=== Begin Enclosure ===

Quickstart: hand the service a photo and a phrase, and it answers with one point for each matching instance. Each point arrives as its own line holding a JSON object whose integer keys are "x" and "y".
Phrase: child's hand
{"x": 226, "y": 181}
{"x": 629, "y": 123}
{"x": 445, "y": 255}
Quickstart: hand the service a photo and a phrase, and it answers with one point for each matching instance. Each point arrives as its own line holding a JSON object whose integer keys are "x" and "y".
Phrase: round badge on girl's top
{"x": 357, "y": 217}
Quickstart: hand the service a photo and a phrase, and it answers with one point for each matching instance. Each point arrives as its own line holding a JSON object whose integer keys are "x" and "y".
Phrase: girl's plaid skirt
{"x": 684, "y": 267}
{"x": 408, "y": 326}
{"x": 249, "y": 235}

=== End Enclosure ===

__INSTRUCTIONS TO FOLLOW__. Once you have read the data, reproduce all of it exactly.

__RESULT OF THE TASK__.
Quickstart: hand the service a photo and a phrase, and it answers with one point for each matching instance. Each point arrives as its own line holding a JSON object whose integer keys are "x" and "y".
Phrase: child's hand
{"x": 226, "y": 181}
{"x": 629, "y": 123}
{"x": 445, "y": 255}
Quickstart: hand the service a photo and a phrase, and it answers with one point for each matching instance. Each point arrives as its own line holding a JSON object whose integer keys are "x" and "y".
Phrase: round badge on girl's top
{"x": 357, "y": 217}
Quickstart: hand the service a photo and a phrase, and it answers with one point for each matching instance. Each point arrives as its own line holding a JSON object whose integer keys are "x" and "y".
Phrase: girl's plaid skirt
{"x": 684, "y": 267}
{"x": 408, "y": 326}
{"x": 249, "y": 235}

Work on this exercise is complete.